▶ _GESTELLTE AUFGABE 1_: Gib den Artikel über den Handydiebstahl beginnend mit „Die Telekom Deutschland“ und weiter bis „das Landgericht Berlin.“ wieder und tausche dabei „Landgericht Berlin“ gegen „Amtsgericht Berlin“.
▶ _GESTELLTE AUFGABE 2_: Fasse den Absatz des Artikels über den Handydiebstahl, der mit „Das Jahr 2010 ging“ beginnt, kürzer zusammen und behalte dabei seine wichtigsten Fakten bei.
▶ _GESTELLTE AUFGABE 3_: Welchen Betrag der Telefonkosten wollte die Telekom laut dem Artikel über den Handydiebstahl von ihrer Kundin bezahlt haben?

▶ _VORLIEGENDER TEXT_:
======

Die Telekom Deutschland verliert einen Prozess gegen eine Kundin, deren Handy gestohlen worden war. Die Diebe hatten das iPhone nach dem Diebstahl 12 Stunden lang am Stück genutzt und Telefonkosten in Höhe von rund 7 600 Euro produziert. Doch die Telekom-Kundin muss nicht zahlen, entschied das Landgericht Berlin.
Diebe stehlen nagelneues iPhone
Das Jahr 2010 ging für eine Telekom-Kundin nicht gut los. Im Januar wurde der Berlinerin ein neues Smartphone gestohlen, dass sie kurz zuvor in einem Einkaufszentrum gekauft hatte. Das Handy und die Unterlagen zum neuen Handyvertrag trug sie in einer ihrer zahlreichen Einkaufstüten nach Hause. Doch zum Telefonieren kam die Frau nie. Auf dem Weg nach Hause wurde ihr die Tüte samt Smartphone gestohlen. Sie selbst hatte noch nicht einmal die SIM-Karte eingesetzt.
In kurzer Zeit Telefonkosten von 7 600 Euro
Die Diebe aktivierten das Handy und produzierten in der Nacht nach dem Diebstahl zwischen 3.42 Uhr früh und 16.12 Uhr Telefonkosten in Höhe von 7 600 Euro. Laut Einzelverbindungsnachweis riefen die Diebe aus dem tschechischen Netz im Nicht-EU-Ausland an. Es kam zum Prozess zwischen der Telekom und ihrer Kundin. Die Telekom bestand auf die Bezahlung eines Großteils der Telefonkosten in Höhe von 6 400 Euro.

======

▶ _ERFASSTE DATEN_:
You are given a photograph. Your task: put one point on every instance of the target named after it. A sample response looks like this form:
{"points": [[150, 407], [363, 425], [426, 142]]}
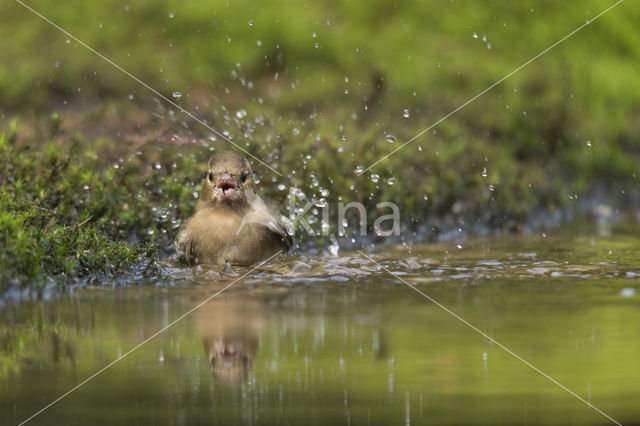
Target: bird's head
{"points": [[228, 179]]}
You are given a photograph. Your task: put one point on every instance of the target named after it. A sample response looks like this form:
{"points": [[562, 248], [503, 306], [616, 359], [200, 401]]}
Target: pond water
{"points": [[338, 340]]}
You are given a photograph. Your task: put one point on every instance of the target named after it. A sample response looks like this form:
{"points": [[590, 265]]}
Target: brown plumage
{"points": [[231, 221]]}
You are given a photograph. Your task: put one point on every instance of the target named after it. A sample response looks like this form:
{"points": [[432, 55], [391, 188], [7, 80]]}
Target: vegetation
{"points": [[317, 91]]}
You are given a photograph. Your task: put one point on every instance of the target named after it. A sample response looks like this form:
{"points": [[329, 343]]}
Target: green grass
{"points": [[323, 86]]}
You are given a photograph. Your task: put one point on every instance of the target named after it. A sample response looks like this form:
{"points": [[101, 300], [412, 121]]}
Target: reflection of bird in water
{"points": [[230, 331], [231, 221], [231, 357]]}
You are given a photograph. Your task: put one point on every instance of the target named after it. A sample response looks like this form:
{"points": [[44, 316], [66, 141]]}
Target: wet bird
{"points": [[231, 223]]}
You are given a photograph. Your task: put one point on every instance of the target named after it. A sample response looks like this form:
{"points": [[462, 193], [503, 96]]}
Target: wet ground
{"points": [[338, 340]]}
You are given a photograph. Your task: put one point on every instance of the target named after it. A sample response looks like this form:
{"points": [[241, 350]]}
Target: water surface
{"points": [[337, 340]]}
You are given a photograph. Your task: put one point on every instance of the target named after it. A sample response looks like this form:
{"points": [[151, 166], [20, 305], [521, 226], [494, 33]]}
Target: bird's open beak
{"points": [[226, 185]]}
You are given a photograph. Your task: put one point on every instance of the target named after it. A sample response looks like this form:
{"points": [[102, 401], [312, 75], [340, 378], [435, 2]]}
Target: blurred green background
{"points": [[318, 90]]}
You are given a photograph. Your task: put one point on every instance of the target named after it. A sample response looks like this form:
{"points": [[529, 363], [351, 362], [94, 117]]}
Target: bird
{"points": [[231, 223]]}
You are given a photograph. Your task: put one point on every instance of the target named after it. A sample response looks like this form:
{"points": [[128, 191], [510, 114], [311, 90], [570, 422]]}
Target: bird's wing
{"points": [[184, 245], [280, 224]]}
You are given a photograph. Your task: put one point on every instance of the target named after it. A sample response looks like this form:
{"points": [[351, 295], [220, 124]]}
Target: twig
{"points": [[78, 225], [53, 218]]}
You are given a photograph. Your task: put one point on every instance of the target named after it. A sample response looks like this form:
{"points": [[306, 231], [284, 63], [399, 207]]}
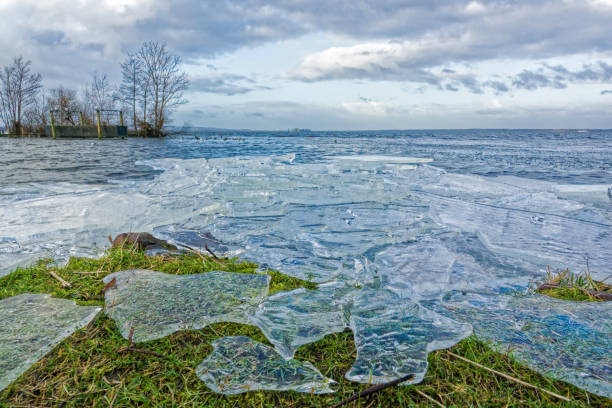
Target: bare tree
{"points": [[36, 115], [18, 90], [64, 100], [129, 91], [99, 94], [164, 80]]}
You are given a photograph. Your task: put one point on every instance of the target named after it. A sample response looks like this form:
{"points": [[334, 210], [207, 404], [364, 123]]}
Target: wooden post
{"points": [[52, 124], [99, 124]]}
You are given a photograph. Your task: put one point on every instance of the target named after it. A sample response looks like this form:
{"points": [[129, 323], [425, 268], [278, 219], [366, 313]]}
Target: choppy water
{"points": [[420, 236]]}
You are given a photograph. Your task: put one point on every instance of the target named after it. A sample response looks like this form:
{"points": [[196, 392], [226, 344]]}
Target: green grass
{"points": [[86, 369], [571, 286]]}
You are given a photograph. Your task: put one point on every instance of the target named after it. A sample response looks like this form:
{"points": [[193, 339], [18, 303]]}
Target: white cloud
{"points": [[369, 108]]}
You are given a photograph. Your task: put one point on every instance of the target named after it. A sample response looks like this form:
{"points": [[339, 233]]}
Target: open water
{"points": [[419, 237]]}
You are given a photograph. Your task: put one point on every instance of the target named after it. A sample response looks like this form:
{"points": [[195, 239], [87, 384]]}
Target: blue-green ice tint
{"points": [[155, 304], [240, 364], [31, 325], [567, 340]]}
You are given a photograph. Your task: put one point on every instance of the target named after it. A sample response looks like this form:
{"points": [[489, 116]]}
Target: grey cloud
{"points": [[288, 114], [497, 86], [559, 76], [531, 80], [451, 88], [225, 84]]}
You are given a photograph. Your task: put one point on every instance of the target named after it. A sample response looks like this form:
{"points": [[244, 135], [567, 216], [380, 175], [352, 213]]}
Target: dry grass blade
{"points": [[421, 393], [109, 285], [509, 377], [64, 283], [374, 389], [137, 350]]}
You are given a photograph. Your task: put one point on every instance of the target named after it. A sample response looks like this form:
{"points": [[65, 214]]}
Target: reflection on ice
{"points": [[569, 341], [393, 337], [155, 304], [292, 319], [394, 236], [240, 364], [31, 325]]}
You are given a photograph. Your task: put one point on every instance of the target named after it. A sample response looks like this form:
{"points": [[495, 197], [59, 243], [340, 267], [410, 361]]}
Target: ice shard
{"points": [[567, 340], [393, 337], [240, 364], [292, 319], [31, 325], [155, 304]]}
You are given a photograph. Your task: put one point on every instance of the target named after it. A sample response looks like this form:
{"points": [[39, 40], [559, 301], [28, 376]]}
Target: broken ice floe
{"points": [[393, 337], [566, 340], [155, 304], [292, 319], [368, 224], [240, 364], [31, 325]]}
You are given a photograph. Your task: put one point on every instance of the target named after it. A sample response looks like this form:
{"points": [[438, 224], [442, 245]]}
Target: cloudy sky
{"points": [[342, 64]]}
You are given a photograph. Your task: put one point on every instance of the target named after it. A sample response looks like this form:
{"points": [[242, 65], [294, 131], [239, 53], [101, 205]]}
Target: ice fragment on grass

======

▶ _FERTIGE ANTWORT 1_:
Die Telekom Deutschland verliert einen Prozess gegen eine Kundin, deren Handy gestohlen worden war. Die Diebe hatten das iPhone nach dem Diebstahl 12 Stunden lang am Stück genutzt und Telefonkosten in Höhe von rund 7 600 Euro produziert. Doch die Telekom-Kundin muss nicht zahlen, entschied das Amtsgericht Berlin.

▶ _FERTIGE ANTWORT 2_: Im Januar 2010 wurde einer Berliner Telekom-Kundin ein neues Smartphone gestohlen, das sie kurz zuvor in einem Einkaufszentrum gekauft hatte. Auf dem Heimweg wurde ihr die Einkaufstüte mit dem Handy und den Vertragsunterlagen gestohlen. Sie hatte die SIM-Karte noch nicht einmal eingesetzt.

▶ _FERTIGE ANTWORT 3_: Die Telekom verlangte 6 400 Euro.